* start The data *

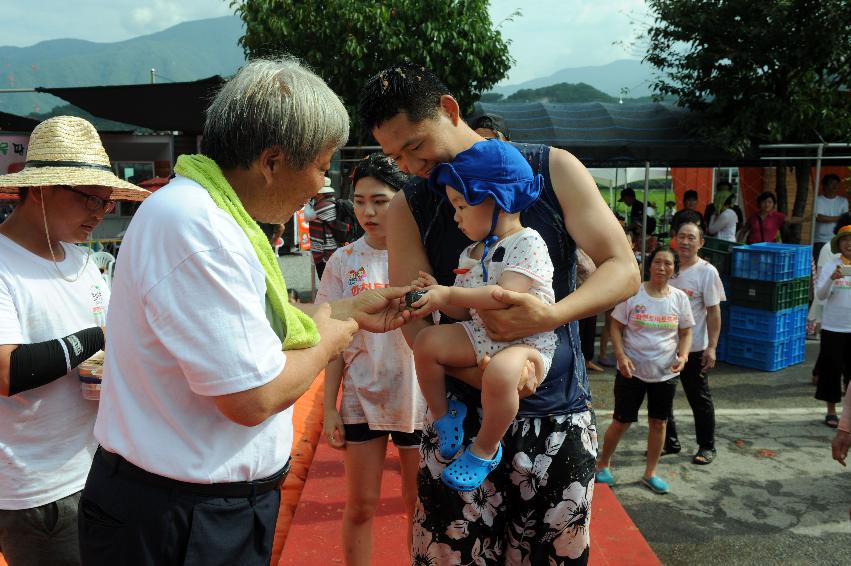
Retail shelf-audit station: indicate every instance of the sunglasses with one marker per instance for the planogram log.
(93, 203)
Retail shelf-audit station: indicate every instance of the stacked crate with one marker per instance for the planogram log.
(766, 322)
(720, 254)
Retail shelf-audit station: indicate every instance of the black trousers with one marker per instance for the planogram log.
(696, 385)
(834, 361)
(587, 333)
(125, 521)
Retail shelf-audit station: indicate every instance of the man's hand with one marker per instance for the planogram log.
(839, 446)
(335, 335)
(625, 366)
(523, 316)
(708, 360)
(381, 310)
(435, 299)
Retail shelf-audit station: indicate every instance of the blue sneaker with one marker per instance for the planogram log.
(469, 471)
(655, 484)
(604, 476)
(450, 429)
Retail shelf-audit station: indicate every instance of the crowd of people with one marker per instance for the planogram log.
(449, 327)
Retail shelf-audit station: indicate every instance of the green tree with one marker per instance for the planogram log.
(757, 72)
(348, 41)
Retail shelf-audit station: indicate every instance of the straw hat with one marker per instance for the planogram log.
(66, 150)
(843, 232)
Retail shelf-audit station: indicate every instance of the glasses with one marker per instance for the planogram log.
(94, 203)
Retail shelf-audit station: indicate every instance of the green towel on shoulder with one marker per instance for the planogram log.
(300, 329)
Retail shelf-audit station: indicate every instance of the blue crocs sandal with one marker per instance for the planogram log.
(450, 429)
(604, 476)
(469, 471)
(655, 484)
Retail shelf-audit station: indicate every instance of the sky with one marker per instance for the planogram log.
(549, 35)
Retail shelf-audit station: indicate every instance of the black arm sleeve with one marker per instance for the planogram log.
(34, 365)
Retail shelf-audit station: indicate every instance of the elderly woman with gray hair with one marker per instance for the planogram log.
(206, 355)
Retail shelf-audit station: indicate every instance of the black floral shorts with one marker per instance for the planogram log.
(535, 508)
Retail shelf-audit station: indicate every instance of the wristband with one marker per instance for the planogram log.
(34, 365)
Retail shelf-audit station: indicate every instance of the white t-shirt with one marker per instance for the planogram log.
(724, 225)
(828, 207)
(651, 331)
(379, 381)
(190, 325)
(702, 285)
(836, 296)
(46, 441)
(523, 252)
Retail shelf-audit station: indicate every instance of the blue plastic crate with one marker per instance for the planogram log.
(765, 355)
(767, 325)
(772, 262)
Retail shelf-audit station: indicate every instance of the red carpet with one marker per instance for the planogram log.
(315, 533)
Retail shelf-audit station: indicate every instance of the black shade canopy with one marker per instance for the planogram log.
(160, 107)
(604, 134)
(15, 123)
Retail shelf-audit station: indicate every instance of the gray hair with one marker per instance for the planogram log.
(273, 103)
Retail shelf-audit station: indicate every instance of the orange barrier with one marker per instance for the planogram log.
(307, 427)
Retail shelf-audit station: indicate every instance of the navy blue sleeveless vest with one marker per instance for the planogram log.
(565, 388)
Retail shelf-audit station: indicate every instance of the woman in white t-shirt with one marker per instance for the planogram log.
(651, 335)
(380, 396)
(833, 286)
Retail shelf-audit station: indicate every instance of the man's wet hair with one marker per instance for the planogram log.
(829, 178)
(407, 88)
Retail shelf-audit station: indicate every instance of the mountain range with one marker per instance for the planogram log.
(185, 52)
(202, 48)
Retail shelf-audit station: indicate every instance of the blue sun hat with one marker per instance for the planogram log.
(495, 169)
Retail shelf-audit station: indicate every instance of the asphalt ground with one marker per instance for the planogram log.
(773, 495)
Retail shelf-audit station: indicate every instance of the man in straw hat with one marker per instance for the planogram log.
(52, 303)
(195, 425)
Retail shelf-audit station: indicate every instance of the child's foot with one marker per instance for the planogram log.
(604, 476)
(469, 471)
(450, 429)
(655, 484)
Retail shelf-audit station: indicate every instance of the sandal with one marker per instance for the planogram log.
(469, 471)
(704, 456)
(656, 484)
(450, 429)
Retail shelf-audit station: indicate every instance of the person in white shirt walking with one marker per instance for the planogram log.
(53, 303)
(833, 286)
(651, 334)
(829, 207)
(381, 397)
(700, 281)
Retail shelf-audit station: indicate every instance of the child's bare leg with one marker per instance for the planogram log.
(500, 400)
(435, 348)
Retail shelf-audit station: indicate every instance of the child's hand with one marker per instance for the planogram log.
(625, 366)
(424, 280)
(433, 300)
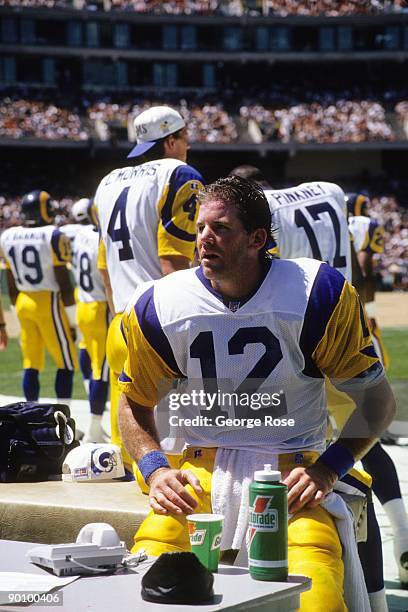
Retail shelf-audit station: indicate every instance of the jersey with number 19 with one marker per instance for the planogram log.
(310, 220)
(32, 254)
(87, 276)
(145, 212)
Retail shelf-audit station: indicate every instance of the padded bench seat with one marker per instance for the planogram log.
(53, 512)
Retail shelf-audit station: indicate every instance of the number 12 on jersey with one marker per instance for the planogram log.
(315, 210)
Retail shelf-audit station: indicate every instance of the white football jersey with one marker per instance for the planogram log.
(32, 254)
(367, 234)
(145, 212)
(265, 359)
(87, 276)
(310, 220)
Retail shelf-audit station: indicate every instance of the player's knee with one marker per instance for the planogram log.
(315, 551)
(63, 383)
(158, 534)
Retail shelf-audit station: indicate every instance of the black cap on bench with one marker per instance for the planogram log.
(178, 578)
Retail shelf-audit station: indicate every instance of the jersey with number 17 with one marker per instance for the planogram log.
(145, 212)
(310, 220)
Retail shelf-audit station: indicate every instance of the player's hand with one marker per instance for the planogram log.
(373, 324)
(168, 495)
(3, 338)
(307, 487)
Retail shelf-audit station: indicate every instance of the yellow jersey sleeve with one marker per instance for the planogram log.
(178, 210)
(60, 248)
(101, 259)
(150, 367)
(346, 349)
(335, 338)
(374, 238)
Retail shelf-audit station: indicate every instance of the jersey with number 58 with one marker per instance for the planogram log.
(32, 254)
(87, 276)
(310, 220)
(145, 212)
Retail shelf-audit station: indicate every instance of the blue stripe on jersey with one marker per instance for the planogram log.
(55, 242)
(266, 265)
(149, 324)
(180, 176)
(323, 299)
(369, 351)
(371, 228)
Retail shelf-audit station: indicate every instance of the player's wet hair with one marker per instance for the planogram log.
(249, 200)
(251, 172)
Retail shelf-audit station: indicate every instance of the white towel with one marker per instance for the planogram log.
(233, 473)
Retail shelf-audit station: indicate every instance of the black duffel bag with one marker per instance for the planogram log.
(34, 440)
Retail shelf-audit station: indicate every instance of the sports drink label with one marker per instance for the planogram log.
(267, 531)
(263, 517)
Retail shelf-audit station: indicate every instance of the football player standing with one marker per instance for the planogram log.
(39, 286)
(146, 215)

* end The data *
* start The data *

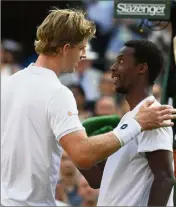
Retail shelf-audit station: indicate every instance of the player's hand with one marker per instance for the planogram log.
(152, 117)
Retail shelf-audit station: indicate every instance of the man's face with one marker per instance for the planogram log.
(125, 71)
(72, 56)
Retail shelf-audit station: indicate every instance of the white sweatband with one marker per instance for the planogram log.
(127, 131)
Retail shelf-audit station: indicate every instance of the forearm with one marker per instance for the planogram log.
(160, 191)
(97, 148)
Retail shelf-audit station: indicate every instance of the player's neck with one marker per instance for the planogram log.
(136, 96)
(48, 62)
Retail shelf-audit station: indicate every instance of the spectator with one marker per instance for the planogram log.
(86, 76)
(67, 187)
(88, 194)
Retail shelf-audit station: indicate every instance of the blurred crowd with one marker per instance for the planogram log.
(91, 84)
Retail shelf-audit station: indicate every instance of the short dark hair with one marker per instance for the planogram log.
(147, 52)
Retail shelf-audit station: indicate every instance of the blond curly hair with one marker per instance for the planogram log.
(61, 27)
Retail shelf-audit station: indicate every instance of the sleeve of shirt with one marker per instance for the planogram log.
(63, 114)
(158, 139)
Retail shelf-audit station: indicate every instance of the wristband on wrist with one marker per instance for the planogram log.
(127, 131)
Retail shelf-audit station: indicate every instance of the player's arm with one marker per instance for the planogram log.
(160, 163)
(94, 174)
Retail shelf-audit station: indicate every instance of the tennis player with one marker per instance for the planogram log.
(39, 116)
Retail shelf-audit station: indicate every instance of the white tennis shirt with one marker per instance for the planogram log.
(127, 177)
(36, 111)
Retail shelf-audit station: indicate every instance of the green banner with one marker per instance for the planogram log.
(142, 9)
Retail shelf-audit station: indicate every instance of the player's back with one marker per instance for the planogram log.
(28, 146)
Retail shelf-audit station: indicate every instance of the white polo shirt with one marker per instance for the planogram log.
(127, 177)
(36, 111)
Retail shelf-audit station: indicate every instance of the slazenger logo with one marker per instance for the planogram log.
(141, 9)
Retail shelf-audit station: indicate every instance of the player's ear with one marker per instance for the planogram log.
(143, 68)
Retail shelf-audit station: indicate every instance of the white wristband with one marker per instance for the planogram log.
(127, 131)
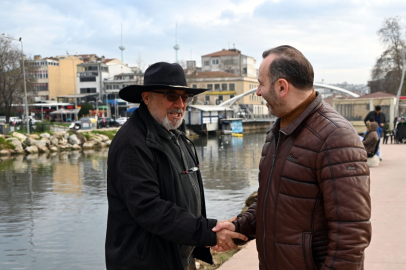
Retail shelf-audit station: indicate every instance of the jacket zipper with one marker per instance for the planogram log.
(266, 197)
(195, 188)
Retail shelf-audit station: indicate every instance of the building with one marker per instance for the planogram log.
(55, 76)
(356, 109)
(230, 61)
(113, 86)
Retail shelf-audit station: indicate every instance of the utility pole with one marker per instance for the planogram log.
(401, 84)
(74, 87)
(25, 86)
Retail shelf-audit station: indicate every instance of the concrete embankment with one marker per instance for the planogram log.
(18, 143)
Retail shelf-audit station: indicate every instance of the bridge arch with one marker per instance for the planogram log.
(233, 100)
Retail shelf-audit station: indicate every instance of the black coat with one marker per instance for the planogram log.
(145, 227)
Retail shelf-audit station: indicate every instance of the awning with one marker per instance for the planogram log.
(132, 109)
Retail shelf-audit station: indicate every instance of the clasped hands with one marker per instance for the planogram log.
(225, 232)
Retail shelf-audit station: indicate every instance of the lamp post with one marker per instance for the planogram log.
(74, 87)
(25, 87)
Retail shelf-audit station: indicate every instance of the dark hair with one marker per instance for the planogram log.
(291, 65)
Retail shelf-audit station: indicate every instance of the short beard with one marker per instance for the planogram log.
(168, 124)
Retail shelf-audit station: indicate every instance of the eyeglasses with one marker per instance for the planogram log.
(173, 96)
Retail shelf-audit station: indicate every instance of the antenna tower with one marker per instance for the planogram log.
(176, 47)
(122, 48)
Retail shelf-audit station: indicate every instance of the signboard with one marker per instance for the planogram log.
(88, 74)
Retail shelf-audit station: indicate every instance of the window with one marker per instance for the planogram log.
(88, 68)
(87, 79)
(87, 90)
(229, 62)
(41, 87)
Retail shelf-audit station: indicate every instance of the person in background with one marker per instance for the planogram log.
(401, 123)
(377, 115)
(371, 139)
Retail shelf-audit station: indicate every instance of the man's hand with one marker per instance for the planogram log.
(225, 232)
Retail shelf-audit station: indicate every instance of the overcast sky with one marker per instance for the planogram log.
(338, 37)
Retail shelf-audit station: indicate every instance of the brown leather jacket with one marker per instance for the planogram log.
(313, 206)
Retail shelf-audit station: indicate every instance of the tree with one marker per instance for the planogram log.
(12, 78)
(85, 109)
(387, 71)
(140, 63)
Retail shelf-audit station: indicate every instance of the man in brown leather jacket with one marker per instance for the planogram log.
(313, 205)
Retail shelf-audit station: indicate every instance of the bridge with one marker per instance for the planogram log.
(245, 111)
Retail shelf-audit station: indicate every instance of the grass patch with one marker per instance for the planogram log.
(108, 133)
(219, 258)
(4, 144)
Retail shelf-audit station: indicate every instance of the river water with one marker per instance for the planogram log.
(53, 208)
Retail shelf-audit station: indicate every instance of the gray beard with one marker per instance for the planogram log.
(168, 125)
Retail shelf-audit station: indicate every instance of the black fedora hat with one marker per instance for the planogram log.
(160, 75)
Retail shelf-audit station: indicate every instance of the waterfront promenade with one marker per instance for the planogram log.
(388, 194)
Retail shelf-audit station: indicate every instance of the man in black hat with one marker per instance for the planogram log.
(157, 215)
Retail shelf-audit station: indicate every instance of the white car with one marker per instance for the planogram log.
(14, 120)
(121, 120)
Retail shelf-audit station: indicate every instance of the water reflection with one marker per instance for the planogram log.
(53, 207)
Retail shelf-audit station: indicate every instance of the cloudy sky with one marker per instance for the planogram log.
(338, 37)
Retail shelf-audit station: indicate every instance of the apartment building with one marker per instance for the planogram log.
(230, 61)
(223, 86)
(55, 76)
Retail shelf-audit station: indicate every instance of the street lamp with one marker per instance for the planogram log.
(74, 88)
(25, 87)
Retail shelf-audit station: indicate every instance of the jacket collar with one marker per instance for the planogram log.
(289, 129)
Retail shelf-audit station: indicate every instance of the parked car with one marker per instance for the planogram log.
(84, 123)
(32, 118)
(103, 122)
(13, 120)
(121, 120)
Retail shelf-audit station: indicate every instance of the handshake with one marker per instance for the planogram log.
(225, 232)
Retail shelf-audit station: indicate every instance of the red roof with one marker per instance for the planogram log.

* end The data *
* start The data *

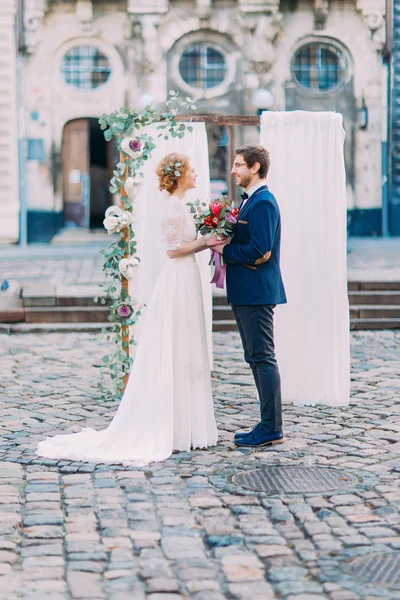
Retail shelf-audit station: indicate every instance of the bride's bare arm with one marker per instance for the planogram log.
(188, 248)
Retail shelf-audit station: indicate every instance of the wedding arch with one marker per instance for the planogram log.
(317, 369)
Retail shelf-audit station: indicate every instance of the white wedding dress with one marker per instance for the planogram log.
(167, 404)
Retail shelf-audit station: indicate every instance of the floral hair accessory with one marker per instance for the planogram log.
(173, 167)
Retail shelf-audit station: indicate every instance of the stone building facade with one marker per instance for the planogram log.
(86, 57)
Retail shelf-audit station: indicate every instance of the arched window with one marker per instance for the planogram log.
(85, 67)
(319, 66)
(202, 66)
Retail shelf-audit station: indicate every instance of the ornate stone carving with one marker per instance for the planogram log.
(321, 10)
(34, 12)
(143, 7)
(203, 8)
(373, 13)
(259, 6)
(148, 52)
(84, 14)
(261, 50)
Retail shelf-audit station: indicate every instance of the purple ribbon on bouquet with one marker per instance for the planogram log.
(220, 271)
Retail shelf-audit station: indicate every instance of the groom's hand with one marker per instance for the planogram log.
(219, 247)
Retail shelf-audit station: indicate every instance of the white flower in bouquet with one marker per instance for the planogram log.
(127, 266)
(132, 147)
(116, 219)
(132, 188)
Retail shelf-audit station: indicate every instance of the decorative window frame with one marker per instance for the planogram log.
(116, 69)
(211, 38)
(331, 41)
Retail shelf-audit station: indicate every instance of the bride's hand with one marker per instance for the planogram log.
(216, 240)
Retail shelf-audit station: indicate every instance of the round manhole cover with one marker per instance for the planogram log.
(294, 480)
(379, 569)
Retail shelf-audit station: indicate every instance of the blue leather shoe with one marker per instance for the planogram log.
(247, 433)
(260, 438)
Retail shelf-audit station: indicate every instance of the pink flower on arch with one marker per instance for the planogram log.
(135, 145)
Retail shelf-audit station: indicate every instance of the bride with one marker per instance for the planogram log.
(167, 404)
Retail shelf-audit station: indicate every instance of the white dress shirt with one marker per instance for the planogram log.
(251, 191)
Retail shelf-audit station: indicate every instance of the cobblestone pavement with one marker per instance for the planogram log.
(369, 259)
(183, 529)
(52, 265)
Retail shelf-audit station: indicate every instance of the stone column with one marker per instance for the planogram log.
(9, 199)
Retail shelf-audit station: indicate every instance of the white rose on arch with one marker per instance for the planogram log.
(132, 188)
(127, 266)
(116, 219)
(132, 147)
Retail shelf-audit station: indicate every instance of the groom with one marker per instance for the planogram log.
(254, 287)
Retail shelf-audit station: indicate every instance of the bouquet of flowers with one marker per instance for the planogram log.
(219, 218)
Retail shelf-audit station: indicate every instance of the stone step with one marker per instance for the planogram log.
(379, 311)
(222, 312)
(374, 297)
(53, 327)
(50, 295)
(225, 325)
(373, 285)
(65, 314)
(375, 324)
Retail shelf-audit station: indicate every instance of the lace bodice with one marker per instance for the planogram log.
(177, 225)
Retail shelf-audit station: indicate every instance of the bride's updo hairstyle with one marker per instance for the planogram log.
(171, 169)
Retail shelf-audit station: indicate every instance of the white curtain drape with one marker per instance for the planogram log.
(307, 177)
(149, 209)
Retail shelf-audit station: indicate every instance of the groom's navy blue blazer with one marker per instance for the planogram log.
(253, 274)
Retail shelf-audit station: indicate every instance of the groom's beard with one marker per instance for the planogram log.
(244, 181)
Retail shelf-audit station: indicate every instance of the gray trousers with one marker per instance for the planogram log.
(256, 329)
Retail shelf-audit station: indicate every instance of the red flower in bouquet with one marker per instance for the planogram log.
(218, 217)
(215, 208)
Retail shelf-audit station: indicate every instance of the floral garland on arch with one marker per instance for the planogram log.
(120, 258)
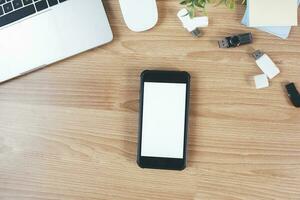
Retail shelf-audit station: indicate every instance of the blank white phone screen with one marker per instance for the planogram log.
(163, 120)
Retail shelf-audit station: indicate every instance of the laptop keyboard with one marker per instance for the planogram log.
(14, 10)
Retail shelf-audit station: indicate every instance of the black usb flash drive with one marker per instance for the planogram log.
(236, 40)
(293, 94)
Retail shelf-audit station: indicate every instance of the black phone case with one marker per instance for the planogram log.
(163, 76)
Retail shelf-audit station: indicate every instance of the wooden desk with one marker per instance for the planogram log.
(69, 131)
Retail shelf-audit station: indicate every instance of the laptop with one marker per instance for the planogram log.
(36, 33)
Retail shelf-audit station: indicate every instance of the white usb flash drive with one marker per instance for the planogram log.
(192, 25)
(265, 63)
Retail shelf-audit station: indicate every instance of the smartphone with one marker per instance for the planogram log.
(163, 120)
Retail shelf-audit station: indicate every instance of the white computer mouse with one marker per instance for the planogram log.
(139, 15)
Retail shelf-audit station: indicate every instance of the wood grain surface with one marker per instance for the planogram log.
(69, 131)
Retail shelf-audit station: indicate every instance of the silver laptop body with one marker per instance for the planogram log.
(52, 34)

* end The data *

> [Task details]
Count the lines in the records that contain the string "tennis", matching case exactly. Reply with the number alone.

> [The completed task]
2